Copy the records from the line with "spot the braided hair" through the end of the records, requests included. Leave the requests unchanged, multiply every x and y coordinate in the answers by 0.7, round to whole numbers with halves going up, and give only those lines.

────────────────────

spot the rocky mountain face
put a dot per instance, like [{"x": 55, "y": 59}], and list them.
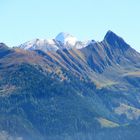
[{"x": 64, "y": 89}]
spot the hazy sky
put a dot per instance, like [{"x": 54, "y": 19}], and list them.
[{"x": 23, "y": 20}]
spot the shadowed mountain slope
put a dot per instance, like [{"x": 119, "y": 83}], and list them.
[{"x": 82, "y": 94}]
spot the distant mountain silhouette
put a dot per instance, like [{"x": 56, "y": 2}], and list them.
[{"x": 51, "y": 90}]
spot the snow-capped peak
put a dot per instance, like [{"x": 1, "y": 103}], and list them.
[{"x": 66, "y": 39}]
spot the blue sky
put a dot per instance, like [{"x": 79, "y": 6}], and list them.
[{"x": 23, "y": 20}]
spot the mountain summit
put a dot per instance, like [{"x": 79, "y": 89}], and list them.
[
  {"x": 66, "y": 39},
  {"x": 50, "y": 90}
]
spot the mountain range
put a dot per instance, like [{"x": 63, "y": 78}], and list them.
[{"x": 66, "y": 89}]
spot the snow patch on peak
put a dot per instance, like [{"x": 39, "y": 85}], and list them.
[{"x": 66, "y": 39}]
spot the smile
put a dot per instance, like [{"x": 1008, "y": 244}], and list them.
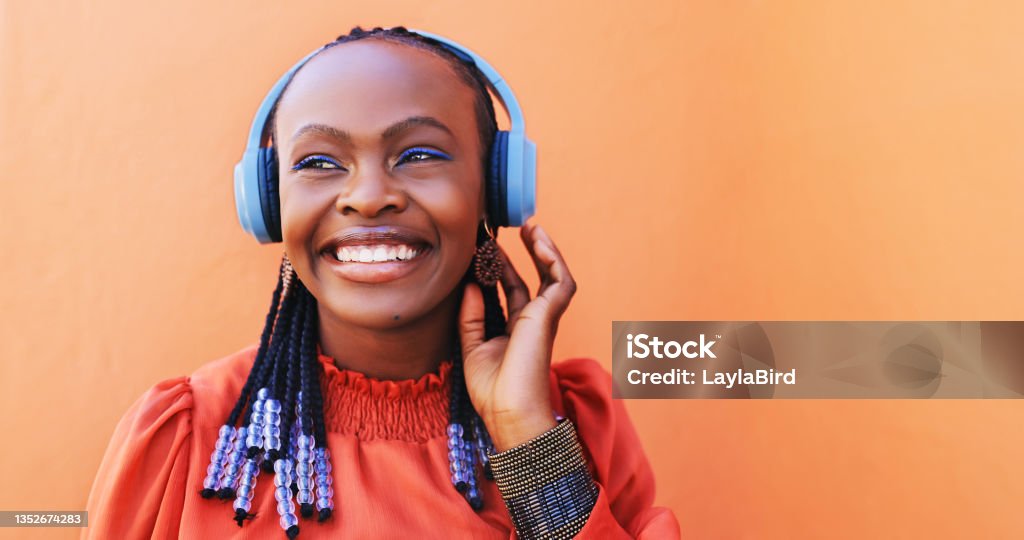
[
  {"x": 378, "y": 253},
  {"x": 375, "y": 254}
]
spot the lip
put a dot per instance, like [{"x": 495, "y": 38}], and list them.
[{"x": 374, "y": 273}]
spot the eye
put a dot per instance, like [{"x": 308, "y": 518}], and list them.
[
  {"x": 316, "y": 162},
  {"x": 418, "y": 154}
]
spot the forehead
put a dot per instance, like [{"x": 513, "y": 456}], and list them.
[{"x": 368, "y": 85}]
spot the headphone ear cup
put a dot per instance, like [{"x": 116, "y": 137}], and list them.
[
  {"x": 498, "y": 180},
  {"x": 269, "y": 196}
]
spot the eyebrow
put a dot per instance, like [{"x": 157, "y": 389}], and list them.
[{"x": 391, "y": 131}]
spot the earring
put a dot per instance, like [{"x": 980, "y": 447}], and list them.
[
  {"x": 486, "y": 260},
  {"x": 287, "y": 272}
]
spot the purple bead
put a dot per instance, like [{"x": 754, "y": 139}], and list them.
[
  {"x": 271, "y": 443},
  {"x": 286, "y": 506},
  {"x": 243, "y": 504},
  {"x": 289, "y": 521},
  {"x": 226, "y": 432},
  {"x": 283, "y": 466}
]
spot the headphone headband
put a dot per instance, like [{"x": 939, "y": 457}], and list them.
[{"x": 511, "y": 180}]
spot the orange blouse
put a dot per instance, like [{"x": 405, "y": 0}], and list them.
[{"x": 389, "y": 457}]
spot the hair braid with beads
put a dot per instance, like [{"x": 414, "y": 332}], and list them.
[{"x": 282, "y": 405}]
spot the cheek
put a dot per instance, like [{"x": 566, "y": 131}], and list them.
[{"x": 301, "y": 208}]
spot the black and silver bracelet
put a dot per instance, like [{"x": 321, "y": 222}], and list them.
[{"x": 546, "y": 484}]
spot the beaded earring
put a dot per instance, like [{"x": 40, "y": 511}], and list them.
[{"x": 486, "y": 259}]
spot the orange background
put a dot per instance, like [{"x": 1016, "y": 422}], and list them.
[{"x": 698, "y": 161}]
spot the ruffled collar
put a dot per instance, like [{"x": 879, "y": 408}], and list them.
[{"x": 412, "y": 410}]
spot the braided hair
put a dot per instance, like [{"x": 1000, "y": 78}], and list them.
[{"x": 278, "y": 425}]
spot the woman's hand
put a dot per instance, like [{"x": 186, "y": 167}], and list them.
[{"x": 508, "y": 376}]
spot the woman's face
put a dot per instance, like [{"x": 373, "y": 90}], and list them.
[{"x": 381, "y": 181}]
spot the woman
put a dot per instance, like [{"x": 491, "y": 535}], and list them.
[{"x": 387, "y": 387}]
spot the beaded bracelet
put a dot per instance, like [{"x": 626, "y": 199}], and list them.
[{"x": 546, "y": 484}]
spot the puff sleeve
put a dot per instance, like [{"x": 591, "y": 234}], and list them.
[
  {"x": 140, "y": 486},
  {"x": 626, "y": 483}
]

────────────────────

**EXERCISE RESPONSE**
spot the braided hair
put a dot per instance, like [{"x": 1000, "y": 78}], and list them.
[{"x": 195, "y": 298}]
spot the woman's hand
put a dot per instance, like [{"x": 186, "y": 167}], and list them.
[{"x": 356, "y": 263}]
spot the woman's face
put a dot per instance, like [{"x": 373, "y": 90}], and list them.
[{"x": 267, "y": 127}]
spot the woman
put a dot per instance, like [{"x": 491, "y": 535}], and list them.
[{"x": 271, "y": 271}]
spot the beaded bracelet
put a dot per instance, like [{"x": 626, "y": 199}], and list them.
[{"x": 382, "y": 339}]
spot the puff sleeve
put a dot per instance, like [{"x": 591, "y": 234}], and list them.
[
  {"x": 98, "y": 340},
  {"x": 438, "y": 338}
]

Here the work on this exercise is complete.